* _The problem_
Everything from the line with "of the concrete" to the final line of the entries is to be set down exactly, except the pictures.

--*--

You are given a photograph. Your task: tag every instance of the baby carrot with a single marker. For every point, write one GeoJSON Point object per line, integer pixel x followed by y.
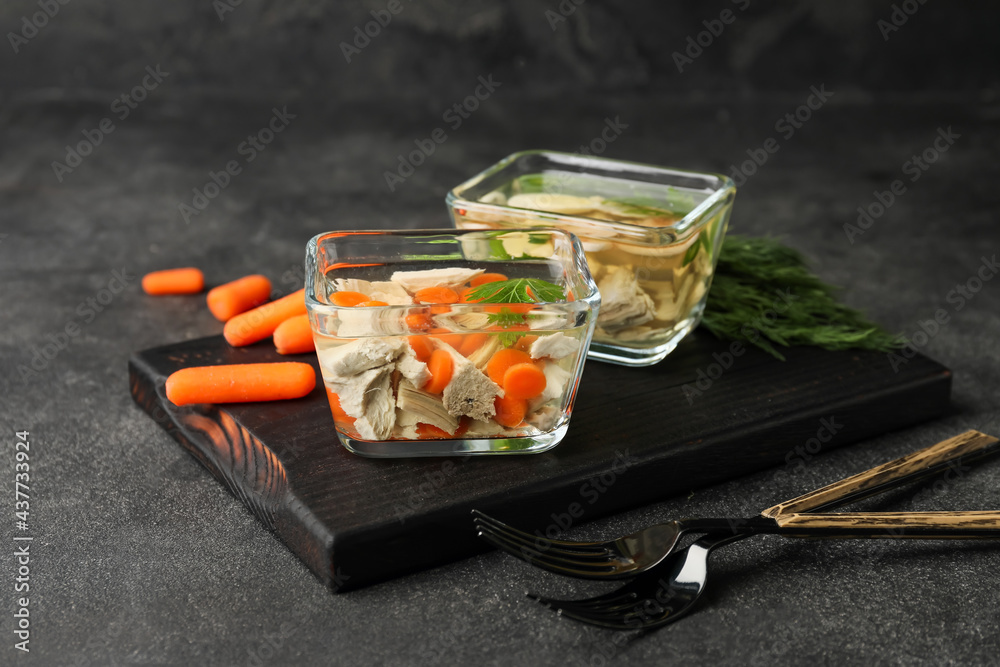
{"type": "Point", "coordinates": [436, 295]}
{"type": "Point", "coordinates": [524, 381]}
{"type": "Point", "coordinates": [348, 299]}
{"type": "Point", "coordinates": [259, 323]}
{"type": "Point", "coordinates": [501, 360]}
{"type": "Point", "coordinates": [240, 383]}
{"type": "Point", "coordinates": [174, 281]}
{"type": "Point", "coordinates": [440, 366]}
{"type": "Point", "coordinates": [339, 416]}
{"type": "Point", "coordinates": [423, 348]}
{"type": "Point", "coordinates": [238, 296]}
{"type": "Point", "coordinates": [510, 411]}
{"type": "Point", "coordinates": [484, 278]}
{"type": "Point", "coordinates": [294, 336]}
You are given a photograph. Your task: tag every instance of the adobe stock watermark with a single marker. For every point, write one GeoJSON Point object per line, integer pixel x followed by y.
{"type": "Point", "coordinates": [372, 29]}
{"type": "Point", "coordinates": [958, 297]}
{"type": "Point", "coordinates": [249, 149]}
{"type": "Point", "coordinates": [31, 25]}
{"type": "Point", "coordinates": [566, 9]}
{"type": "Point", "coordinates": [707, 376]}
{"type": "Point", "coordinates": [786, 126]}
{"type": "Point", "coordinates": [223, 7]}
{"type": "Point", "coordinates": [696, 44]}
{"type": "Point", "coordinates": [454, 116]}
{"type": "Point", "coordinates": [914, 168]}
{"type": "Point", "coordinates": [44, 351]}
{"type": "Point", "coordinates": [590, 491]}
{"type": "Point", "coordinates": [122, 106]}
{"type": "Point", "coordinates": [900, 14]}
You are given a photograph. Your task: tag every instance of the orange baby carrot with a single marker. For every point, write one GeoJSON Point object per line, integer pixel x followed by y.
{"type": "Point", "coordinates": [348, 299]}
{"type": "Point", "coordinates": [240, 383]}
{"type": "Point", "coordinates": [238, 296]}
{"type": "Point", "coordinates": [423, 348]}
{"type": "Point", "coordinates": [294, 336]}
{"type": "Point", "coordinates": [174, 281]}
{"type": "Point", "coordinates": [510, 411]}
{"type": "Point", "coordinates": [436, 295]}
{"type": "Point", "coordinates": [484, 278]}
{"type": "Point", "coordinates": [524, 381]}
{"type": "Point", "coordinates": [501, 360]}
{"type": "Point", "coordinates": [440, 366]}
{"type": "Point", "coordinates": [339, 416]}
{"type": "Point", "coordinates": [259, 323]}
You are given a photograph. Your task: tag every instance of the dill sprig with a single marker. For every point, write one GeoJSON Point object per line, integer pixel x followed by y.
{"type": "Point", "coordinates": [764, 294]}
{"type": "Point", "coordinates": [520, 290]}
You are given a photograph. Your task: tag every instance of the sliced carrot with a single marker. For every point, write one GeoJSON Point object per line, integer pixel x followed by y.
{"type": "Point", "coordinates": [238, 296]}
{"type": "Point", "coordinates": [348, 299]}
{"type": "Point", "coordinates": [174, 281]}
{"type": "Point", "coordinates": [524, 381]}
{"type": "Point", "coordinates": [294, 336]}
{"type": "Point", "coordinates": [510, 411]}
{"type": "Point", "coordinates": [240, 383]}
{"type": "Point", "coordinates": [436, 295]}
{"type": "Point", "coordinates": [423, 348]}
{"type": "Point", "coordinates": [431, 431]}
{"type": "Point", "coordinates": [524, 343]}
{"type": "Point", "coordinates": [339, 416]}
{"type": "Point", "coordinates": [419, 321]}
{"type": "Point", "coordinates": [484, 278]}
{"type": "Point", "coordinates": [440, 366]}
{"type": "Point", "coordinates": [471, 343]}
{"type": "Point", "coordinates": [501, 360]}
{"type": "Point", "coordinates": [259, 323]}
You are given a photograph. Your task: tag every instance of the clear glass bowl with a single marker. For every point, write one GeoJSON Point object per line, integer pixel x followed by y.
{"type": "Point", "coordinates": [414, 366]}
{"type": "Point", "coordinates": [651, 235]}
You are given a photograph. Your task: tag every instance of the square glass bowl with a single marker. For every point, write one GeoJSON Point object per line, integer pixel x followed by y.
{"type": "Point", "coordinates": [652, 237]}
{"type": "Point", "coordinates": [416, 363]}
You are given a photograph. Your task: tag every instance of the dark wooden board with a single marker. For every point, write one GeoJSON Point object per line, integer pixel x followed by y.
{"type": "Point", "coordinates": [355, 521]}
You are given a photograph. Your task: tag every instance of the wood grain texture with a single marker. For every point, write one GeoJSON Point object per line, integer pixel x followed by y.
{"type": "Point", "coordinates": [634, 438]}
{"type": "Point", "coordinates": [960, 445]}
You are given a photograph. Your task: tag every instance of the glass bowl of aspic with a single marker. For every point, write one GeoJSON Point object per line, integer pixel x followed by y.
{"type": "Point", "coordinates": [651, 236]}
{"type": "Point", "coordinates": [445, 342]}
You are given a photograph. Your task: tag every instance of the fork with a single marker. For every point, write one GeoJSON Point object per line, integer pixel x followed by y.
{"type": "Point", "coordinates": [667, 592]}
{"type": "Point", "coordinates": [638, 552]}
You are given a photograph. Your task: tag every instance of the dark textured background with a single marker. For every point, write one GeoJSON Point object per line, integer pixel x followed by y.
{"type": "Point", "coordinates": [140, 557]}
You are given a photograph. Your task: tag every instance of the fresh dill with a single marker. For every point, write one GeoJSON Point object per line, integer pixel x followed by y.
{"type": "Point", "coordinates": [520, 290]}
{"type": "Point", "coordinates": [764, 294]}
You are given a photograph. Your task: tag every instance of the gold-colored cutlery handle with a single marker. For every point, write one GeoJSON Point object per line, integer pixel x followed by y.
{"type": "Point", "coordinates": [961, 445]}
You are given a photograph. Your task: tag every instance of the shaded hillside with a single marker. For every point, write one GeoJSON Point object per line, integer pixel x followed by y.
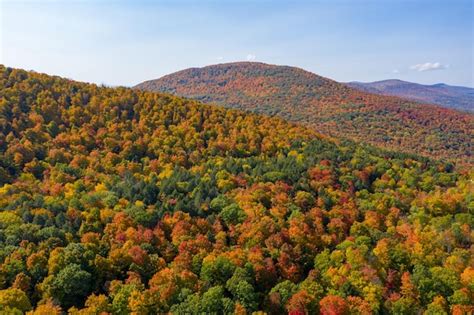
{"type": "Point", "coordinates": [329, 107]}
{"type": "Point", "coordinates": [457, 97]}
{"type": "Point", "coordinates": [118, 201]}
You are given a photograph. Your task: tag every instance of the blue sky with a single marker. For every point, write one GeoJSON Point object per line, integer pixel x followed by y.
{"type": "Point", "coordinates": [126, 42]}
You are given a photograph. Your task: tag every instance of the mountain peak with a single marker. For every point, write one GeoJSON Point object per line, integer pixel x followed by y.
{"type": "Point", "coordinates": [327, 106]}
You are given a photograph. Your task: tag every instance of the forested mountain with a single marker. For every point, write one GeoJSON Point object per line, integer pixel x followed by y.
{"type": "Point", "coordinates": [329, 107]}
{"type": "Point", "coordinates": [118, 201]}
{"type": "Point", "coordinates": [457, 97]}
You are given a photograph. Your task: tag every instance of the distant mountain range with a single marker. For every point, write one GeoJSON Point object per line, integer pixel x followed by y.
{"type": "Point", "coordinates": [329, 107]}
{"type": "Point", "coordinates": [457, 97]}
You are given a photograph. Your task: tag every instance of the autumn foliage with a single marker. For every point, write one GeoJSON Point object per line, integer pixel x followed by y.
{"type": "Point", "coordinates": [117, 201]}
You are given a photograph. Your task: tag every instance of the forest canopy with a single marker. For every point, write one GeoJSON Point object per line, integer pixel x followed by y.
{"type": "Point", "coordinates": [119, 201]}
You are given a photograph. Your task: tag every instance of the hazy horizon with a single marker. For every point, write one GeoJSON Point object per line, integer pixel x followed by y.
{"type": "Point", "coordinates": [125, 43]}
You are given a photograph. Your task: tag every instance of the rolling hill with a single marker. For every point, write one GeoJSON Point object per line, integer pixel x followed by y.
{"type": "Point", "coordinates": [120, 201]}
{"type": "Point", "coordinates": [456, 97]}
{"type": "Point", "coordinates": [329, 107]}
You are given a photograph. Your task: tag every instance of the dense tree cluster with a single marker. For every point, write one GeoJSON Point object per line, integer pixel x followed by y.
{"type": "Point", "coordinates": [327, 106]}
{"type": "Point", "coordinates": [119, 201]}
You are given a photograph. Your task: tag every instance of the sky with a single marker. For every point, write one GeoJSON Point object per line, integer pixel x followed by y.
{"type": "Point", "coordinates": [127, 42]}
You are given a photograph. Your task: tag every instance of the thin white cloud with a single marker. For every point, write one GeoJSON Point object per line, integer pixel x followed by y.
{"type": "Point", "coordinates": [428, 66]}
{"type": "Point", "coordinates": [251, 57]}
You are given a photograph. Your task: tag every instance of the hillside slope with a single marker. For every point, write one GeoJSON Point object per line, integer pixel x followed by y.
{"type": "Point", "coordinates": [117, 201]}
{"type": "Point", "coordinates": [456, 97]}
{"type": "Point", "coordinates": [329, 107]}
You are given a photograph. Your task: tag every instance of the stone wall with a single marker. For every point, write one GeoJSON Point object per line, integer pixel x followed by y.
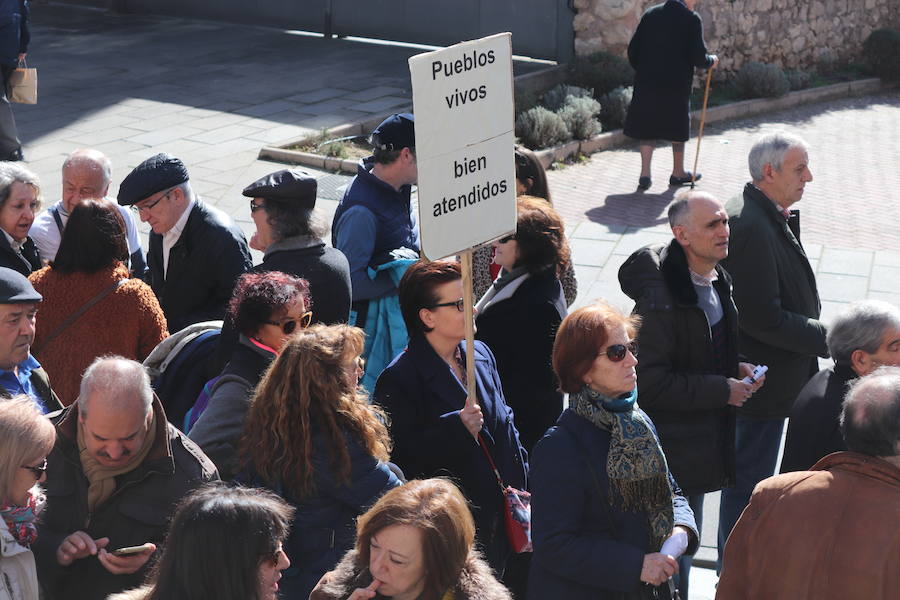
{"type": "Point", "coordinates": [794, 34]}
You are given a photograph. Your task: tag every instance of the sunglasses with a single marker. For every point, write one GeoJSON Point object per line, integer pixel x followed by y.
{"type": "Point", "coordinates": [289, 325]}
{"type": "Point", "coordinates": [39, 470]}
{"type": "Point", "coordinates": [459, 304]}
{"type": "Point", "coordinates": [617, 352]}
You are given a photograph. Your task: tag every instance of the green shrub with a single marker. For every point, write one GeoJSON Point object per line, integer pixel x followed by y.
{"type": "Point", "coordinates": [798, 80]}
{"type": "Point", "coordinates": [881, 52]}
{"type": "Point", "coordinates": [760, 80]}
{"type": "Point", "coordinates": [556, 98]}
{"type": "Point", "coordinates": [541, 128]}
{"type": "Point", "coordinates": [580, 116]}
{"type": "Point", "coordinates": [615, 107]}
{"type": "Point", "coordinates": [601, 72]}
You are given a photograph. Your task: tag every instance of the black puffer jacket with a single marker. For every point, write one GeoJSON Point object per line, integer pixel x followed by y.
{"type": "Point", "coordinates": [677, 383]}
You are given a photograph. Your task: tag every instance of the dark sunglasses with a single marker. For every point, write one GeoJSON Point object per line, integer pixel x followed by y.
{"type": "Point", "coordinates": [459, 304]}
{"type": "Point", "coordinates": [289, 326]}
{"type": "Point", "coordinates": [617, 352]}
{"type": "Point", "coordinates": [39, 470]}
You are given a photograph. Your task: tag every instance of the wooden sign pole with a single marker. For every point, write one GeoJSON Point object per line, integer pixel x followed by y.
{"type": "Point", "coordinates": [465, 258]}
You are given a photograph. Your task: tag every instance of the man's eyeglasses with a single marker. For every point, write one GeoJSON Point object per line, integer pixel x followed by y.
{"type": "Point", "coordinates": [148, 207]}
{"type": "Point", "coordinates": [289, 325]}
{"type": "Point", "coordinates": [617, 352]}
{"type": "Point", "coordinates": [39, 470]}
{"type": "Point", "coordinates": [459, 304]}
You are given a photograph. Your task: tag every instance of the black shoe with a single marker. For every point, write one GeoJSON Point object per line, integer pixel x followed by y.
{"type": "Point", "coordinates": [15, 155]}
{"type": "Point", "coordinates": [677, 181]}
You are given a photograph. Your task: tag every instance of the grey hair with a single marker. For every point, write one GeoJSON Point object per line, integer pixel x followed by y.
{"type": "Point", "coordinates": [861, 326]}
{"type": "Point", "coordinates": [125, 377]}
{"type": "Point", "coordinates": [679, 209]}
{"type": "Point", "coordinates": [870, 416]}
{"type": "Point", "coordinates": [10, 173]}
{"type": "Point", "coordinates": [770, 150]}
{"type": "Point", "coordinates": [93, 159]}
{"type": "Point", "coordinates": [288, 221]}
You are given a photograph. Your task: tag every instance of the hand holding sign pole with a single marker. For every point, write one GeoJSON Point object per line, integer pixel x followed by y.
{"type": "Point", "coordinates": [465, 144]}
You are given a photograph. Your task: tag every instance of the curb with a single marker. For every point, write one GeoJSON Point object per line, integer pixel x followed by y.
{"type": "Point", "coordinates": [735, 110]}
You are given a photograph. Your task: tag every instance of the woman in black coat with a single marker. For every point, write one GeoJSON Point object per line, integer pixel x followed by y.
{"type": "Point", "coordinates": [519, 314]}
{"type": "Point", "coordinates": [664, 50]}
{"type": "Point", "coordinates": [608, 519]}
{"type": "Point", "coordinates": [20, 201]}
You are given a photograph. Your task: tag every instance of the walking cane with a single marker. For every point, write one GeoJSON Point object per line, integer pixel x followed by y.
{"type": "Point", "coordinates": [702, 122]}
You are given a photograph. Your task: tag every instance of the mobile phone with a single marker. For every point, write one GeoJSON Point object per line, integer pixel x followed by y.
{"type": "Point", "coordinates": [130, 550]}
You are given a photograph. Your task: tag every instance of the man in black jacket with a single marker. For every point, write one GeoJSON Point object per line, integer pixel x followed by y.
{"type": "Point", "coordinates": [196, 251]}
{"type": "Point", "coordinates": [862, 338]}
{"type": "Point", "coordinates": [688, 373]}
{"type": "Point", "coordinates": [113, 477]}
{"type": "Point", "coordinates": [775, 292]}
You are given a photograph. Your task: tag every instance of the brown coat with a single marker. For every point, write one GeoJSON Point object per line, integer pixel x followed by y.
{"type": "Point", "coordinates": [826, 534]}
{"type": "Point", "coordinates": [129, 322]}
{"type": "Point", "coordinates": [476, 582]}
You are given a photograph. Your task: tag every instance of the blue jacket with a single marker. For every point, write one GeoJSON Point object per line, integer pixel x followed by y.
{"type": "Point", "coordinates": [423, 398]}
{"type": "Point", "coordinates": [324, 526]}
{"type": "Point", "coordinates": [575, 553]}
{"type": "Point", "coordinates": [371, 220]}
{"type": "Point", "coordinates": [14, 35]}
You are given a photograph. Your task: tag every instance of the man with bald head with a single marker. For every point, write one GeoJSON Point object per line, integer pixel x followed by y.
{"type": "Point", "coordinates": [829, 532]}
{"type": "Point", "coordinates": [86, 176]}
{"type": "Point", "coordinates": [113, 478]}
{"type": "Point", "coordinates": [689, 377]}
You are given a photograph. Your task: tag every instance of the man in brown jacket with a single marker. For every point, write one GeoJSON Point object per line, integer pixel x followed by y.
{"type": "Point", "coordinates": [831, 532]}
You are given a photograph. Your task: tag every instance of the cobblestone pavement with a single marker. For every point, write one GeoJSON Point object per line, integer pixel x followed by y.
{"type": "Point", "coordinates": [214, 93]}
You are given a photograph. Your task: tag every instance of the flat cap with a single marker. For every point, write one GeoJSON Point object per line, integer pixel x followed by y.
{"type": "Point", "coordinates": [15, 288]}
{"type": "Point", "coordinates": [294, 187]}
{"type": "Point", "coordinates": [155, 174]}
{"type": "Point", "coordinates": [395, 133]}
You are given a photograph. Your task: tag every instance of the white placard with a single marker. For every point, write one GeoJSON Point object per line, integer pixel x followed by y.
{"type": "Point", "coordinates": [463, 103]}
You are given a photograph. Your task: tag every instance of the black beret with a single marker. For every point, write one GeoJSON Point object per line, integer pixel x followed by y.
{"type": "Point", "coordinates": [395, 133]}
{"type": "Point", "coordinates": [15, 288]}
{"type": "Point", "coordinates": [295, 187]}
{"type": "Point", "coordinates": [155, 174]}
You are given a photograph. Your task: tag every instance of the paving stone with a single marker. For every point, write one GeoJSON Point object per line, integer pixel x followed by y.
{"type": "Point", "coordinates": [841, 288]}
{"type": "Point", "coordinates": [848, 262]}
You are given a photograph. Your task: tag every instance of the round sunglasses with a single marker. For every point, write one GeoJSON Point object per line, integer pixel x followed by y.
{"type": "Point", "coordinates": [617, 352]}
{"type": "Point", "coordinates": [289, 325]}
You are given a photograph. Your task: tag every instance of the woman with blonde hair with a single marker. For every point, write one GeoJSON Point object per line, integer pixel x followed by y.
{"type": "Point", "coordinates": [26, 438]}
{"type": "Point", "coordinates": [312, 437]}
{"type": "Point", "coordinates": [416, 543]}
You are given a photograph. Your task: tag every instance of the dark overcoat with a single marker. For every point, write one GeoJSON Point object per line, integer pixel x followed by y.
{"type": "Point", "coordinates": [520, 331]}
{"type": "Point", "coordinates": [664, 50]}
{"type": "Point", "coordinates": [678, 385]}
{"type": "Point", "coordinates": [423, 398]}
{"type": "Point", "coordinates": [776, 295]}
{"type": "Point", "coordinates": [203, 266]}
{"type": "Point", "coordinates": [582, 548]}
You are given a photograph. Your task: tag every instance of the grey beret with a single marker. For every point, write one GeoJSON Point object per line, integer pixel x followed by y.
{"type": "Point", "coordinates": [294, 187]}
{"type": "Point", "coordinates": [155, 174]}
{"type": "Point", "coordinates": [15, 288]}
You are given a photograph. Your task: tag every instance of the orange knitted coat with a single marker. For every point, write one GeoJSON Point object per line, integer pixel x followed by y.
{"type": "Point", "coordinates": [129, 322]}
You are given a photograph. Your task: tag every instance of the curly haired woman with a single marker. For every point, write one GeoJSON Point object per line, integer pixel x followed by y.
{"type": "Point", "coordinates": [312, 437]}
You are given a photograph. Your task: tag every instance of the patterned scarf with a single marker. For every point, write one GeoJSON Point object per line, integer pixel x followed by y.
{"type": "Point", "coordinates": [20, 519]}
{"type": "Point", "coordinates": [636, 466]}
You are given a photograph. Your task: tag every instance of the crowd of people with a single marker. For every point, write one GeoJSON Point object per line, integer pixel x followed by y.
{"type": "Point", "coordinates": [286, 477]}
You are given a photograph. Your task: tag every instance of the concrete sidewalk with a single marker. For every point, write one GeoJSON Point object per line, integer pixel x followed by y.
{"type": "Point", "coordinates": [214, 94]}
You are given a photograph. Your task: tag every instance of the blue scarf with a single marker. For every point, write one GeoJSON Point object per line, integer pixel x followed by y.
{"type": "Point", "coordinates": [636, 466]}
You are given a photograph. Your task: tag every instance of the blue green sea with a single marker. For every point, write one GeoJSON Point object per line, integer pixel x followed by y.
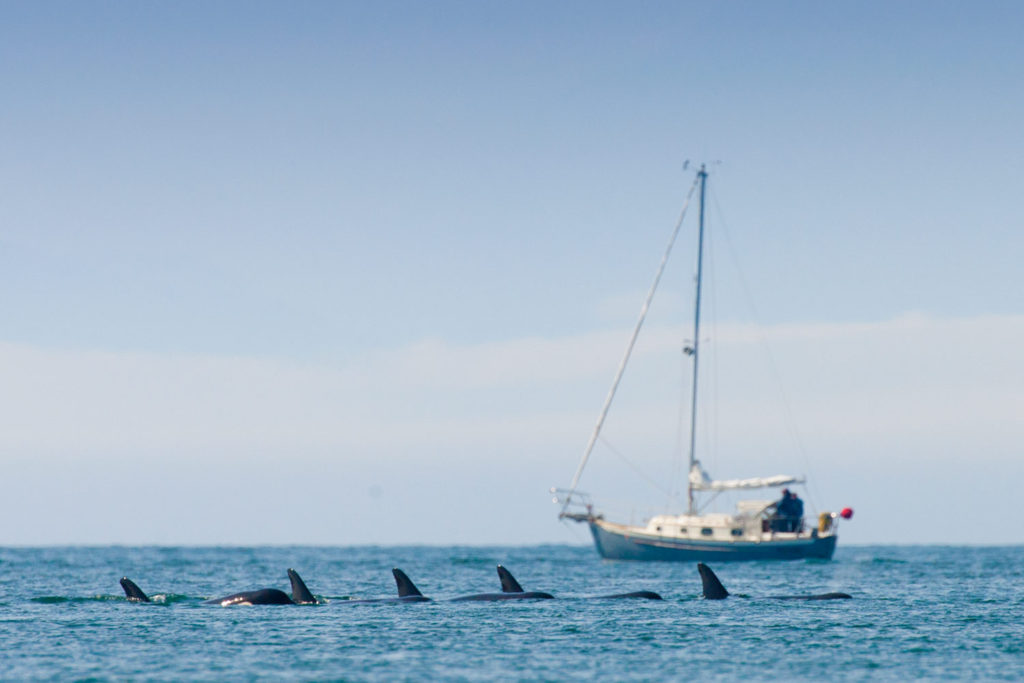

--*--

* _Output below_
You are given a photograph. Your task: tag every instance of the concrete sidewalk with a single marker. For every point, write one GeoJSON Point object per line, integer pixel x followed by y.
{"type": "Point", "coordinates": [214, 94]}
You are given a photograph. Your task: tag every instance of the blue scarf with a single marker. For every point, write one GeoJSON Point object per line, integer pixel x followed by y.
{"type": "Point", "coordinates": [636, 466]}
You are given a photograph. Your task: tag every instance of the blue green sea with a single marker. For every point, write one GeoJSON Point object per line, integer pixel x followed by y.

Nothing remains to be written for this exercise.